# Work to do
Copy the lines from the one containing "Locate the child's arm" through the end of the records, putting "mark" in place of "dot" and leaving everything else as it is.

======== Records ========

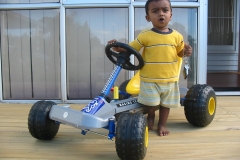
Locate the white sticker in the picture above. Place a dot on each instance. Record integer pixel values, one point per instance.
(65, 114)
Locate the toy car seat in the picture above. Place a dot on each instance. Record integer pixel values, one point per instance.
(133, 86)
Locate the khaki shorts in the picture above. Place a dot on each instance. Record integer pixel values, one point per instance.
(164, 94)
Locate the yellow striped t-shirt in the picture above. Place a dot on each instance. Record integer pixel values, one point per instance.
(159, 54)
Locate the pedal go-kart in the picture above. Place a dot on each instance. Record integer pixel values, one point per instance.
(125, 119)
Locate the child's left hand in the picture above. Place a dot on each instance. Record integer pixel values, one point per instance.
(187, 50)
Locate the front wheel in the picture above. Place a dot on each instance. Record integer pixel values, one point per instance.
(200, 105)
(40, 125)
(131, 136)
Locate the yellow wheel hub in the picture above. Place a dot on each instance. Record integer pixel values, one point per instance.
(146, 137)
(211, 106)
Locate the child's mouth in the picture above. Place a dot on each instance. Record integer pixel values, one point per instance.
(161, 19)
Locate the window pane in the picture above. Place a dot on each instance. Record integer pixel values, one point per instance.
(30, 54)
(87, 33)
(27, 1)
(220, 22)
(175, 0)
(187, 26)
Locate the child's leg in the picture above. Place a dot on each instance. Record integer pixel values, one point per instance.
(163, 116)
(151, 116)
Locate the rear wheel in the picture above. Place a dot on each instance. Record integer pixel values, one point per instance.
(39, 124)
(132, 136)
(200, 105)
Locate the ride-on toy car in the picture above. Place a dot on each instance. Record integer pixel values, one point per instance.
(124, 118)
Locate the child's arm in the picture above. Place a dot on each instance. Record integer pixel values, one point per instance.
(116, 49)
(186, 51)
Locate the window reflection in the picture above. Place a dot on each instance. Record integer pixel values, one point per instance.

========

# Answer to this problem
Locate the child's arm in the picture above. Place a mark on each instance. Record integer pixel values, one point per instance.
(116, 49)
(186, 51)
Locate the window reflection in the picture above. Place a mark on each instance. Record integer pixel values, one point per instance.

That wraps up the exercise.